## Brano di partenza
----------
Diletto e gloria! quali passioni, in qual soggetto! Voluttà nel tormentare uomini, orgoglio nel soggiogare uomini imprigionati! Ma almeno quelli che le svelavano, non si può credere che intendessero di favorirle.
A queste testimonianze (e altre simili se ne dovrà allegare or ora) aggiungeremo qui, che, ne' libri su questa materia, che abbiam potuti vedere, non ci è mai accaduto di trovar lamenti contro de' giudici che adoprassero tormenti troppo leggieri.
E se, in quelli che non abbiam visti, ci si mostrasse una tal cosa, ci parrebbe una curiosità davvero.
Alcuni de' nomi che abbiam citati, e di quelli che avremo a citare, son messi dal Verri in una lista di «scrittori, i quali se avessero esposto le crudeli loro dottrine e la metodica descrizione de' raffinati loro spasimi in lingua volgare, e con uno stile di cui la rozzezza e la barbarie non allontanasse le persone sensate e colte dall'esaminarli, non potevano essere riguardati se non coll'occhio medesimo col quale si rimira il carnefice, cioè con orrore e ignominia(14) ».
Certo, l'orrore per quello che rivelano, non può esser troppo; è giustissimo questo sentimento anche per quello che ammettevano; ma se, per quello che ci misero, o ci vollero metter del loro, l'orrore sia un giusto sentimento, e l'ignominia una giusta retribuzione, il poco che abbiam visto, deve bastare almeno a farne dubitare.
È vero che ne' loro libri, o, per dir meglio, in qualcheduno, sono, più che nelle leggi, descritte le varie specie di tormenti; ma come consuetudini invalse e radicate nella pratica, non come ritrovati degli scrittori.
----------
## Voci elencate in un insieme di dati
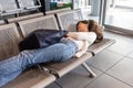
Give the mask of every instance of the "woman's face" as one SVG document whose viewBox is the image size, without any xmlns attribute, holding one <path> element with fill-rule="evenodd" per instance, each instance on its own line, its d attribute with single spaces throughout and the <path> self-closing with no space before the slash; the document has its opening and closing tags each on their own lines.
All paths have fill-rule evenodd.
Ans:
<svg viewBox="0 0 133 88">
<path fill-rule="evenodd" d="M 79 23 L 79 25 L 78 25 L 78 32 L 89 32 L 88 24 L 85 24 L 85 23 Z"/>
</svg>

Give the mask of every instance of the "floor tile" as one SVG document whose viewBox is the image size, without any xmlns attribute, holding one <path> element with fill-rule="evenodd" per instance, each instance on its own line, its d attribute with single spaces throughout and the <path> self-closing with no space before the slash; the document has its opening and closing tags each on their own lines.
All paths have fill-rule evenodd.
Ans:
<svg viewBox="0 0 133 88">
<path fill-rule="evenodd" d="M 133 48 L 132 48 L 133 43 L 125 42 L 125 41 L 117 40 L 117 38 L 115 38 L 115 40 L 116 40 L 116 43 L 114 43 L 113 45 L 108 47 L 108 50 L 113 51 L 119 54 L 122 54 L 122 55 L 126 55 L 133 51 Z"/>
<path fill-rule="evenodd" d="M 60 86 L 58 86 L 55 82 L 50 84 L 48 87 L 45 88 L 61 88 Z"/>
<path fill-rule="evenodd" d="M 104 74 L 84 88 L 132 88 L 132 87 Z"/>
<path fill-rule="evenodd" d="M 105 50 L 96 54 L 91 59 L 89 59 L 88 64 L 92 65 L 93 67 L 102 72 L 105 72 L 122 58 L 123 58 L 122 55 L 119 55 L 119 54 L 115 54 L 114 52 L 110 52 Z"/>
<path fill-rule="evenodd" d="M 133 86 L 133 61 L 124 58 L 114 67 L 109 69 L 106 74 Z"/>
<path fill-rule="evenodd" d="M 98 77 L 102 74 L 101 72 L 94 69 L 93 67 L 90 68 L 98 75 Z M 62 78 L 60 78 L 58 82 L 63 88 L 83 88 L 85 85 L 88 85 L 95 78 L 90 78 L 89 73 L 80 66 L 74 70 L 70 72 L 69 74 L 66 74 L 65 76 L 63 76 Z"/>
<path fill-rule="evenodd" d="M 133 52 L 131 52 L 130 54 L 127 54 L 127 57 L 133 59 Z"/>
</svg>

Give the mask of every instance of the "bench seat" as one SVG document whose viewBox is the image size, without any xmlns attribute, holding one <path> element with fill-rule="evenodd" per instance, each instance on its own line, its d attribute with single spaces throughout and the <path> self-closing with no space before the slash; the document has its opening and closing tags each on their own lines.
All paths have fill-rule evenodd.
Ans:
<svg viewBox="0 0 133 88">
<path fill-rule="evenodd" d="M 53 82 L 55 77 L 39 68 L 28 69 L 2 88 L 43 88 Z"/>
</svg>

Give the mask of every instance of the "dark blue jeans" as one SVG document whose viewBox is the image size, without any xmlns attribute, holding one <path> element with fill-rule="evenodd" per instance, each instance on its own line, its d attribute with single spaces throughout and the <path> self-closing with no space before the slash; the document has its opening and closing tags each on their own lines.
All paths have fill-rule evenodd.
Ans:
<svg viewBox="0 0 133 88">
<path fill-rule="evenodd" d="M 23 51 L 19 55 L 0 62 L 0 87 L 14 79 L 25 68 L 39 63 L 64 62 L 76 52 L 76 44 L 70 40 L 62 40 L 45 48 Z"/>
</svg>

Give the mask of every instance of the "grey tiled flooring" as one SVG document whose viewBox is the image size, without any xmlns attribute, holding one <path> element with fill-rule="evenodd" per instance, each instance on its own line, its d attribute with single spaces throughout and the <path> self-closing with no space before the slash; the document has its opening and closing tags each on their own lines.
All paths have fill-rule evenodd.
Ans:
<svg viewBox="0 0 133 88">
<path fill-rule="evenodd" d="M 133 88 L 133 37 L 105 32 L 116 43 L 86 61 L 98 75 L 89 78 L 81 66 L 64 75 L 47 88 Z"/>
</svg>

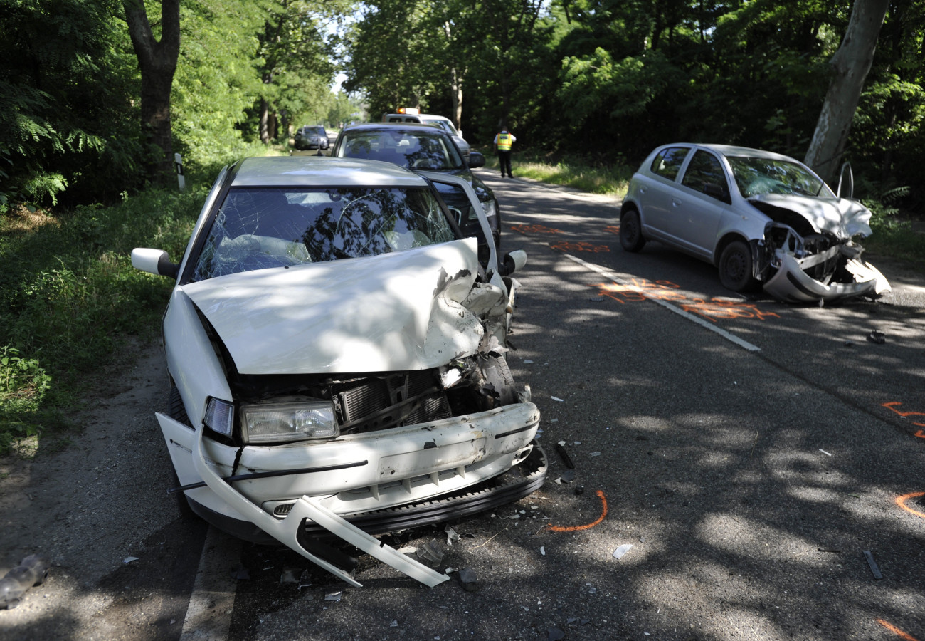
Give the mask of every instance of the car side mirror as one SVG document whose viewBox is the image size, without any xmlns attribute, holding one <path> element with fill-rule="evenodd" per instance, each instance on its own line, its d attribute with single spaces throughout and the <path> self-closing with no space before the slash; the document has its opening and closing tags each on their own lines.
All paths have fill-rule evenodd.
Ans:
<svg viewBox="0 0 925 641">
<path fill-rule="evenodd" d="M 510 276 L 517 270 L 523 270 L 526 265 L 526 252 L 523 249 L 514 249 L 504 255 L 504 262 L 498 270 L 498 273 L 503 276 Z"/>
<path fill-rule="evenodd" d="M 179 265 L 170 262 L 170 258 L 163 249 L 136 247 L 131 250 L 131 266 L 155 276 L 177 278 Z"/>
<path fill-rule="evenodd" d="M 485 157 L 480 152 L 470 151 L 469 169 L 477 170 L 479 167 L 485 167 Z"/>
<path fill-rule="evenodd" d="M 715 182 L 707 182 L 704 184 L 703 193 L 712 198 L 722 200 L 724 203 L 730 202 L 729 193 L 726 191 L 725 187 L 718 185 Z"/>
</svg>

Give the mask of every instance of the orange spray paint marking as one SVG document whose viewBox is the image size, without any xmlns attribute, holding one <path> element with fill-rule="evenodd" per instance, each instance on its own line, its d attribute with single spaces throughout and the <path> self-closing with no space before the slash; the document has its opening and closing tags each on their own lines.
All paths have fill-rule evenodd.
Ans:
<svg viewBox="0 0 925 641">
<path fill-rule="evenodd" d="M 903 632 L 902 630 L 900 630 L 899 628 L 897 628 L 895 625 L 893 625 L 892 623 L 888 623 L 887 622 L 883 621 L 882 619 L 877 619 L 876 622 L 878 623 L 880 623 L 881 625 L 882 625 L 887 630 L 889 630 L 890 632 L 892 632 L 894 635 L 895 635 L 896 636 L 898 636 L 899 638 L 904 639 L 904 641 L 919 641 L 919 639 L 917 639 L 912 635 L 906 634 L 905 632 Z"/>
<path fill-rule="evenodd" d="M 511 230 L 521 233 L 561 233 L 561 231 L 546 225 L 513 225 Z"/>
<path fill-rule="evenodd" d="M 572 243 L 570 241 L 562 241 L 556 245 L 549 245 L 552 249 L 558 249 L 563 252 L 609 252 L 610 248 L 606 245 L 591 245 L 590 243 L 586 243 L 582 241 L 581 243 Z"/>
<path fill-rule="evenodd" d="M 595 494 L 598 495 L 598 498 L 600 499 L 601 512 L 600 512 L 600 517 L 593 523 L 588 523 L 586 525 L 569 525 L 569 526 L 550 525 L 547 529 L 549 532 L 580 532 L 581 530 L 590 530 L 592 527 L 599 523 L 601 521 L 604 520 L 604 517 L 607 516 L 607 497 L 604 496 L 604 493 L 601 492 L 600 490 L 598 490 L 597 492 L 595 492 Z"/>
<path fill-rule="evenodd" d="M 925 496 L 925 492 L 912 492 L 911 494 L 904 494 L 902 496 L 896 496 L 895 504 L 898 505 L 900 509 L 925 519 L 925 512 L 919 512 L 918 509 L 913 509 L 909 506 L 906 505 L 906 499 L 915 498 L 916 496 Z"/>
<path fill-rule="evenodd" d="M 904 419 L 906 419 L 907 417 L 910 417 L 910 416 L 925 416 L 925 412 L 903 412 L 903 411 L 899 411 L 894 407 L 893 407 L 894 405 L 902 405 L 902 403 L 900 403 L 899 401 L 891 401 L 889 403 L 883 403 L 883 407 L 884 408 L 886 408 L 887 409 L 890 409 L 892 411 L 896 412 L 897 414 L 899 414 Z M 925 423 L 912 423 L 912 424 L 916 425 L 918 427 L 925 427 Z M 920 435 L 921 434 L 922 434 L 922 431 L 919 430 L 919 432 L 916 433 L 916 436 L 919 436 L 919 438 L 925 438 L 925 436 L 921 436 Z"/>
</svg>

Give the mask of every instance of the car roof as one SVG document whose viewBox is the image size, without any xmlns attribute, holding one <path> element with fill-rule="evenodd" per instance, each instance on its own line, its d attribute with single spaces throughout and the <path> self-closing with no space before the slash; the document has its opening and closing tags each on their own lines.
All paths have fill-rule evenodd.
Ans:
----------
## Compito assegnato 1
Di' se ciascuna affermazione è d'accordo con il brano sulla tortura, rispondendo sì o no e citando le parole del brano che decidono: (a) nei libri sull'argomento visti da chi scrive non compaiono lamenti contro giudici che usassero tormenti troppo leggeri; (b) i vari tipi di tormento descritti nei libri erano invenzioni degli scrittori; (c) il Verri inserisce alcuni dei nomi citati in una lista di scrittori.
## Compito assegnato 2
Nei record, riscrivi le righe a partire da quella che contiene "Give the mask of every instance of the car side" e fino a quella che contiene "485 157 L 480", rinominando ogni "instance" in "occurrence" e lasciando invariato tutto il resto.

## Risposta corretta 1
(a) Sì: "non ci è mai accaduto di trovar lamenti contro de' giudici che adoprassero tormenti troppo leggieri".
(b) No: "ma come consuetudini invalse e radicate nella pratica, non come ritrovati degli scrittori".
(c) Sì: "son messi dal Verri in una lista di «scrittori".

## Risposta corretta 2
Give the mask of every occurrence of the car side mirror as one SVG document whose viewBox is the image size, without any xmlns attribute, holding one <path> element with fill-rule="evenodd" per occurrence, each occurrence on its own line, its d attribute with single spaces throughout and the <path> self-closing with no space before the slash; the document has its opening and closing tags each on their own lines.
All paths have fill-rule evenodd.
Ans:
<svg viewBox="0 0 925 641">
<path fill-rule="evenodd" d="M 510 276 L 517 270 L 523 270 L 526 265 L 526 252 L 523 249 L 514 249 L 504 255 L 504 262 L 498 270 L 498 273 L 503 276 Z"/>
<path fill-rule="evenodd" d="M 179 265 L 170 262 L 170 258 L 163 249 L 136 247 L 131 250 L 131 266 L 155 276 L 177 278 Z"/>
<path fill-rule="evenodd" d="M 485 157 L 480 152 L 470 151 L 469 169 L 477 170 L 479 167 L 485 167 Z"/>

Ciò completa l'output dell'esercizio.